EXERCISE PROMPT:
Duplicate every line of the material below word for word, but leave out the pictures.

Items listed in a dataset:
▼

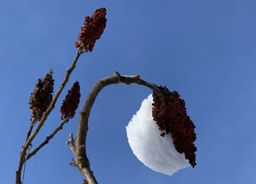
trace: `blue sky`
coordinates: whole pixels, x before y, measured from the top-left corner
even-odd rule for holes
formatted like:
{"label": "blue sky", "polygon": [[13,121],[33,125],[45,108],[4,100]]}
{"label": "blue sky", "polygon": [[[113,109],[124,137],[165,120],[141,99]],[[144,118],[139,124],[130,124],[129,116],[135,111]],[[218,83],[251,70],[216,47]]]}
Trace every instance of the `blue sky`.
{"label": "blue sky", "polygon": [[[125,126],[151,93],[123,84],[96,100],[87,140],[100,183],[255,183],[256,2],[252,0],[77,0],[0,2],[1,183],[14,183],[29,126],[28,98],[36,80],[53,68],[55,90],[76,54],[74,42],[86,15],[107,8],[107,27],[84,54],[65,91],[78,80],[81,109],[92,85],[115,71],[140,74],[177,90],[196,126],[196,168],[173,176],[155,172],[132,154]],[[34,145],[60,123],[60,104]],[[77,113],[76,113],[77,115]],[[27,164],[25,184],[82,183],[65,144],[76,133],[70,120]]]}

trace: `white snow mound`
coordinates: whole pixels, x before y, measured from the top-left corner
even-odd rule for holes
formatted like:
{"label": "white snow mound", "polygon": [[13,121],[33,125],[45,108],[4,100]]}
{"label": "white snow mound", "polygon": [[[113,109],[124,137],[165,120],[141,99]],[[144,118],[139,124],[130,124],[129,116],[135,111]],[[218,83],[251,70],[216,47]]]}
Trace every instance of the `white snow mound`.
{"label": "white snow mound", "polygon": [[177,152],[170,134],[161,131],[152,117],[152,94],[144,99],[140,110],[126,126],[128,142],[138,159],[150,169],[172,175],[190,166],[184,154]]}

▲

RESPONSE:
trace: `blue sky`
coordinates: whole pixels, x before y, measured from the top-left corner
even-odd rule for holes
formatted like:
{"label": "blue sky", "polygon": [[13,121],[33,125],[45,108],[4,100]]}
{"label": "blue sky", "polygon": [[[113,109],[124,137],[165,120],[141,99]],[[144,118],[139,124],[130,124],[129,116],[135,111]],[[218,83],[251,70],[216,47]]]}
Trace every instance of the `blue sky`.
{"label": "blue sky", "polygon": [[[125,126],[151,93],[123,84],[96,100],[87,140],[100,183],[255,183],[256,2],[252,0],[77,0],[0,2],[1,183],[14,183],[29,126],[28,98],[36,80],[53,68],[55,90],[76,54],[74,42],[86,15],[107,8],[107,27],[84,54],[65,91],[78,80],[81,109],[92,85],[115,71],[140,74],[177,90],[196,126],[196,168],[173,176],[155,172],[132,154]],[[34,145],[60,123],[60,104]],[[77,113],[76,113],[77,115]],[[27,164],[25,184],[82,183],[65,144],[76,133],[70,120]]]}

trace: `white snow mound`
coordinates: whole pixels, x before y, measured from the top-left corner
even-odd rule for holes
formatted like:
{"label": "white snow mound", "polygon": [[13,121],[33,125],[45,108],[4,100]]}
{"label": "white snow mound", "polygon": [[[113,109],[124,137],[165,120],[141,99]],[[144,118],[139,124],[130,124],[129,116],[135,111]],[[218,83],[251,70],[216,47]]]}
Trace every instance of the `white snow mound`.
{"label": "white snow mound", "polygon": [[177,152],[170,134],[161,131],[152,117],[152,94],[144,99],[140,110],[126,126],[128,142],[138,159],[150,169],[172,175],[190,166],[184,154]]}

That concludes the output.